What you should do:
Find the line that contains "locate tree line -- one point per instance". Repeat that line and all lines following it, exactly, through the end of the listing below.

[start Dataset records]

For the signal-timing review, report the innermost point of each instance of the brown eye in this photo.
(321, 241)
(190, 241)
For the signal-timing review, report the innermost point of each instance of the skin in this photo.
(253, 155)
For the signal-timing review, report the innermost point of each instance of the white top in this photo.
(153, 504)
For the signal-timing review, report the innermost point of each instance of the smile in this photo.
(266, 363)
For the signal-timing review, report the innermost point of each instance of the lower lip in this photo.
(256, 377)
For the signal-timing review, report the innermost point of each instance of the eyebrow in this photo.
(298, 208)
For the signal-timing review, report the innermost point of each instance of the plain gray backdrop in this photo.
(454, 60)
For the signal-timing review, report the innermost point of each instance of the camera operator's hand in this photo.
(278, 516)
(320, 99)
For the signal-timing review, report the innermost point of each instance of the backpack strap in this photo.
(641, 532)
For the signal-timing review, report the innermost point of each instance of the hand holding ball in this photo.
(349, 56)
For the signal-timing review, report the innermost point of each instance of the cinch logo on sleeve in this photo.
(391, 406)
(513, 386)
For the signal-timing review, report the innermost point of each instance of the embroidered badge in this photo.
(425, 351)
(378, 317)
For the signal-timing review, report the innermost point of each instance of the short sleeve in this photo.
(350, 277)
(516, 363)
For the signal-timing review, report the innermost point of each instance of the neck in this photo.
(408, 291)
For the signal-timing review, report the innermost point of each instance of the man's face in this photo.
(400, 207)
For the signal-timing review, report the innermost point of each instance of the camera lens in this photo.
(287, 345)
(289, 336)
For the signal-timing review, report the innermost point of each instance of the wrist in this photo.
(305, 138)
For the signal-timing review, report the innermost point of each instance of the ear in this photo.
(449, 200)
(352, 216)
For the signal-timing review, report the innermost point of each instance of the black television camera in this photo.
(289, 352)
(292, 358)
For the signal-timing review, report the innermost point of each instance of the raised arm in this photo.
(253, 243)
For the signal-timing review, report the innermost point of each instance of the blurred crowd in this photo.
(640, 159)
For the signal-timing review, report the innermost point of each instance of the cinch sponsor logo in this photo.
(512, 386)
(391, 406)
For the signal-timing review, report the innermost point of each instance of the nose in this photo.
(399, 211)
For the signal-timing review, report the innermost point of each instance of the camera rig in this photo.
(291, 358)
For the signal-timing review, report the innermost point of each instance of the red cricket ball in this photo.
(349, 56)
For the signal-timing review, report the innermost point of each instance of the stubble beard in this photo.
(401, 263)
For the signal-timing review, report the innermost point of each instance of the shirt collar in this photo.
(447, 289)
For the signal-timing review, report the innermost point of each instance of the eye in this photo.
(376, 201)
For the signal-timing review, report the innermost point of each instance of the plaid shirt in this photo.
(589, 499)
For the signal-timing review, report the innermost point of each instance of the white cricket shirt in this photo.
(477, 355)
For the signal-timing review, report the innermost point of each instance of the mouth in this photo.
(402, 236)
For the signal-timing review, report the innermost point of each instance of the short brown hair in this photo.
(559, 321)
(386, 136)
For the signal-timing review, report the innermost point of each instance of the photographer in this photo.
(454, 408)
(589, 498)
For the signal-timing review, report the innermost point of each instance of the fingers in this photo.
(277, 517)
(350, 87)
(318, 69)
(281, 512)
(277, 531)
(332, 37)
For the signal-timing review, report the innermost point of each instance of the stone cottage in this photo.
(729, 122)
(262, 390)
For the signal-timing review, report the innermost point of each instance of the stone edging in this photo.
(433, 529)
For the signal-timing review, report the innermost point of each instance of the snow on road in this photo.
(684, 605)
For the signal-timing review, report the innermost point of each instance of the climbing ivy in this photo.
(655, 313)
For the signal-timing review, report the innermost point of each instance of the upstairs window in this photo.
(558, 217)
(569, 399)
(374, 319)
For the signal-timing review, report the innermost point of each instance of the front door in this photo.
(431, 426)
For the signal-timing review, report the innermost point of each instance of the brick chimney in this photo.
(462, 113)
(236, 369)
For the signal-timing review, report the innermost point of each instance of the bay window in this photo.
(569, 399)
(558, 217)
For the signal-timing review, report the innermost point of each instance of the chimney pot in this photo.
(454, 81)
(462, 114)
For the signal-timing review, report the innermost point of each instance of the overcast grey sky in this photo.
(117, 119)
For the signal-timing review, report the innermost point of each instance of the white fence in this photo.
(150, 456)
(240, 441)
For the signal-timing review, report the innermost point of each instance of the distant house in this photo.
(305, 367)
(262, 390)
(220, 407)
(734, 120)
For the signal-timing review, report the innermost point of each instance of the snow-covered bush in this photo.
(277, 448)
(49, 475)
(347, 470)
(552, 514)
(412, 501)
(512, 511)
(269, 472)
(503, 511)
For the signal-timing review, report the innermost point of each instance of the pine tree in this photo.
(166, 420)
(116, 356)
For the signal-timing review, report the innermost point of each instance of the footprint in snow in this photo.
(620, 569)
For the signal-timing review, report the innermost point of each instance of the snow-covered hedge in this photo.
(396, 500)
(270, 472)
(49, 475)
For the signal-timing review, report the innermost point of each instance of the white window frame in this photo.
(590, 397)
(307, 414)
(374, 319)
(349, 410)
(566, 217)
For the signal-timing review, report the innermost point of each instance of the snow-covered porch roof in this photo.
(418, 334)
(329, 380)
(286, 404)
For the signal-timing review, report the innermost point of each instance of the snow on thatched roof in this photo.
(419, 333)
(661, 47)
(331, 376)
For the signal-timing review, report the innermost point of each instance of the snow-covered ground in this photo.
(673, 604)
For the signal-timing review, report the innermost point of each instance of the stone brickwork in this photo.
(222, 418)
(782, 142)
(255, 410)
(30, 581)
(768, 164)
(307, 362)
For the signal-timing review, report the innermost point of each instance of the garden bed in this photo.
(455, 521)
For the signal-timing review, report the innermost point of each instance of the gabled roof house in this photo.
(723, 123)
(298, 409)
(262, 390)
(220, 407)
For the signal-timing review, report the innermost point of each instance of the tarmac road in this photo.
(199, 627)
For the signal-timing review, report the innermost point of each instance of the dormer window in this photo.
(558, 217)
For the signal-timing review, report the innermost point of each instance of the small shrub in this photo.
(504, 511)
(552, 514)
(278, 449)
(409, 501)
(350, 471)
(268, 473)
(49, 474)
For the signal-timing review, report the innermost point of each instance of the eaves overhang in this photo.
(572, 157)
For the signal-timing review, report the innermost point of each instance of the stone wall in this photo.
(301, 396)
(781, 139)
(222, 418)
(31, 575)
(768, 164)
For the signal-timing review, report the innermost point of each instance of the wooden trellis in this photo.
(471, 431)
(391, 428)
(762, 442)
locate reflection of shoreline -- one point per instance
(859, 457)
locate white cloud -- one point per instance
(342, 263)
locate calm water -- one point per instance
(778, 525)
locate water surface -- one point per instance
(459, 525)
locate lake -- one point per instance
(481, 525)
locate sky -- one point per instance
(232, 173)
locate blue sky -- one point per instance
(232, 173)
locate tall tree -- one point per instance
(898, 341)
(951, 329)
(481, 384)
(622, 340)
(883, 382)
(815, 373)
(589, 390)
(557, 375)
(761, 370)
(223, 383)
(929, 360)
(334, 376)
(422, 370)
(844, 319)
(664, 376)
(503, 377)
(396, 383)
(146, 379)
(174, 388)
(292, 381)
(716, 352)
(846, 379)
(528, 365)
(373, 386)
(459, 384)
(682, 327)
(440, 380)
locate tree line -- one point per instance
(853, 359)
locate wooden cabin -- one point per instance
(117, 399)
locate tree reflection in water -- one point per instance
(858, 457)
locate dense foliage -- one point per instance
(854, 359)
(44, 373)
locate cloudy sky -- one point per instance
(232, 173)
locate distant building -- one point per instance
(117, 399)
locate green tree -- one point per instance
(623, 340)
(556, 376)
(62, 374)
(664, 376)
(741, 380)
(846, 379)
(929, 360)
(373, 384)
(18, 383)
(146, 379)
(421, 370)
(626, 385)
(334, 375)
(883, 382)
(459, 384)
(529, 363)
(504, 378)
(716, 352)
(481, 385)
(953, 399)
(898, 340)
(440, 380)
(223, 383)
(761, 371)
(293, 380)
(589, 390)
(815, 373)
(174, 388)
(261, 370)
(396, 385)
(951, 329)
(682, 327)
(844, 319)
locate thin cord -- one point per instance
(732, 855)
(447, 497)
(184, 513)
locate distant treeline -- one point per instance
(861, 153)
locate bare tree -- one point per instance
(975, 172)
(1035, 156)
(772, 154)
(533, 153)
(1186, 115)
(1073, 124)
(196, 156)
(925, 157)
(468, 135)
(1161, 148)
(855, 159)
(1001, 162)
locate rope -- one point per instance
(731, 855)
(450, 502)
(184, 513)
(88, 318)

[end Dataset records]

Full output:
locate tree line -- one point per instance
(853, 359)
locate wooden cabin -- one point per instance
(117, 399)
locate tree reflection in water -- one point per instance
(858, 457)
locate dense foliage -- one point per instance
(854, 359)
(44, 373)
locate cloudy sky -- one point per instance
(232, 173)
locate distant building -- one point per instance
(117, 399)
locate green tree -- one point per instance
(623, 340)
(556, 376)
(62, 374)
(664, 376)
(741, 380)
(846, 379)
(929, 360)
(373, 384)
(18, 383)
(146, 379)
(421, 370)
(626, 385)
(334, 375)
(883, 382)
(459, 384)
(529, 363)
(504, 378)
(716, 352)
(481, 385)
(953, 399)
(898, 340)
(440, 380)
(223, 383)
(761, 371)
(293, 380)
(589, 390)
(815, 373)
(174, 388)
(261, 370)
(396, 385)
(951, 329)
(682, 327)
(844, 319)
locate thin cord -- one point per instance
(732, 855)
(447, 497)
(184, 513)
locate distant treeline -- one point per instance
(861, 153)
locate bare tree -- one point per instance
(975, 172)
(1035, 156)
(772, 154)
(533, 153)
(1186, 115)
(1073, 124)
(196, 156)
(925, 157)
(468, 135)
(1161, 148)
(855, 159)
(1001, 162)
locate rope -- one point per instance
(731, 855)
(450, 502)
(184, 513)
(88, 318)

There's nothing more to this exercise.